[YOUR GOAL]
Extract every line of the records below, reproducing each one verbatim. Omit the pictures from your answer.

(Picture annotation records)
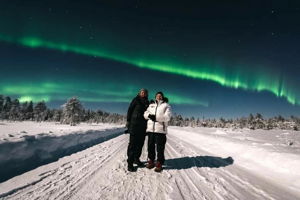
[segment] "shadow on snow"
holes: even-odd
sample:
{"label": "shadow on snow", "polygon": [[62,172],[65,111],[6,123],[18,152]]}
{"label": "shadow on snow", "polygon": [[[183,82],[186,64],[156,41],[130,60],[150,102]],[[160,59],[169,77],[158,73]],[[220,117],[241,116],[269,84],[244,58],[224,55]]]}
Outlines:
{"label": "shadow on snow", "polygon": [[193,167],[218,168],[232,165],[233,161],[232,158],[230,157],[226,158],[208,156],[184,157],[166,160],[163,169],[184,169]]}

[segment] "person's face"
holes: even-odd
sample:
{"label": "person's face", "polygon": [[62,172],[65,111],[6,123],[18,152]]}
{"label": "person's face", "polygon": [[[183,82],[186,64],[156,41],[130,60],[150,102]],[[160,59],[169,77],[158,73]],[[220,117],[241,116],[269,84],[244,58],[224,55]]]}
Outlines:
{"label": "person's face", "polygon": [[156,101],[163,100],[163,96],[160,94],[157,94],[155,98],[155,100]]}
{"label": "person's face", "polygon": [[147,93],[146,92],[143,91],[140,93],[140,96],[141,97],[145,97],[147,96]]}

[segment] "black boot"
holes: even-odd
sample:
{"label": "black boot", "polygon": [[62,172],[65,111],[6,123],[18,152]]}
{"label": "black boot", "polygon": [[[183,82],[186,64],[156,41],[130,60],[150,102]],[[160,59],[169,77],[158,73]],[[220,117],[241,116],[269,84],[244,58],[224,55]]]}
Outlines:
{"label": "black boot", "polygon": [[134,168],[133,168],[133,164],[132,163],[128,163],[128,166],[127,167],[127,170],[129,172],[134,171]]}
{"label": "black boot", "polygon": [[135,160],[133,162],[133,164],[137,165],[139,167],[143,167],[144,166],[144,164],[139,160]]}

[THE OUTPUT]
[segment] "shadow on snow"
holes: even-odd
sample:
{"label": "shadow on snow", "polygon": [[62,172],[65,111],[6,123],[18,152]]}
{"label": "shadow on snow", "polygon": [[[183,82],[186,64],[156,41],[130,60],[150,102]],[[160,59],[169,77],[158,73]],[[220,117],[241,116],[269,84],[244,58],[224,55]]]}
Outlines:
{"label": "shadow on snow", "polygon": [[193,167],[218,168],[232,165],[233,161],[232,158],[230,157],[226,158],[208,156],[184,157],[166,160],[163,169],[184,169]]}

[segment] "person's face"
holes: even-odd
sample:
{"label": "person's face", "polygon": [[62,172],[65,111],[6,123],[18,152]]}
{"label": "person's face", "polygon": [[[183,82],[186,64],[156,41],[130,60],[150,102]],[[160,59],[169,77],[158,73]],[[220,117],[241,116],[269,84],[244,58],[224,55]]]}
Outlines:
{"label": "person's face", "polygon": [[156,101],[163,100],[163,96],[160,94],[157,94],[155,98],[155,100]]}
{"label": "person's face", "polygon": [[147,93],[146,92],[143,91],[140,93],[140,96],[141,97],[145,97],[147,96]]}

[segment] "black boot"
holes: even-odd
sample:
{"label": "black boot", "polygon": [[62,172],[65,111],[6,123],[18,152]]}
{"label": "black boot", "polygon": [[[183,82],[186,64],[156,41],[130,60],[150,102]],[[160,59],[169,77],[158,73]],[[220,117],[241,116],[269,84],[244,58],[224,55]]]}
Outlines:
{"label": "black boot", "polygon": [[134,168],[133,168],[133,164],[132,163],[128,163],[128,166],[127,167],[127,170],[129,172],[134,171]]}
{"label": "black boot", "polygon": [[135,160],[133,162],[133,164],[137,165],[139,167],[143,167],[144,166],[144,164],[139,160]]}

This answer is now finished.